§ **What you have to do**:
Return exactly the listing's lines, from its first line to the line holding "[[194,282],[248,207],[145,130],[56,225]]", ends included.
[Opening Input material section]
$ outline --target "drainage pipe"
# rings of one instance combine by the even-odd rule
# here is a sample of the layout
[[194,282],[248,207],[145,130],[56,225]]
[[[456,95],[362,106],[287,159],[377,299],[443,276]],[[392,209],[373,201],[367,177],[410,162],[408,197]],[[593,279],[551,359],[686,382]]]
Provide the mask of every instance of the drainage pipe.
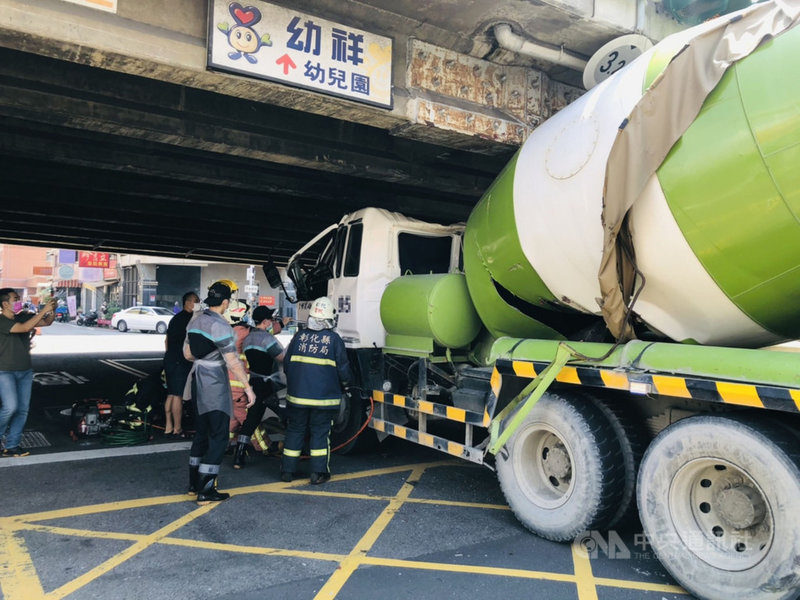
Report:
[[555,49],[550,46],[526,40],[522,36],[515,34],[511,30],[511,25],[508,23],[495,25],[494,36],[497,39],[497,43],[500,44],[500,47],[505,50],[538,58],[539,60],[545,60],[574,69],[575,71],[583,72],[584,67],[586,67],[586,61],[579,55],[564,50],[564,48]]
[Closing Input material section]
§ **Reply**:
$ outline --target "drainage pipe"
# rings of one instance combine by the even-odd rule
# here is a sample of the layout
[[194,282],[248,207],[145,130],[56,225]]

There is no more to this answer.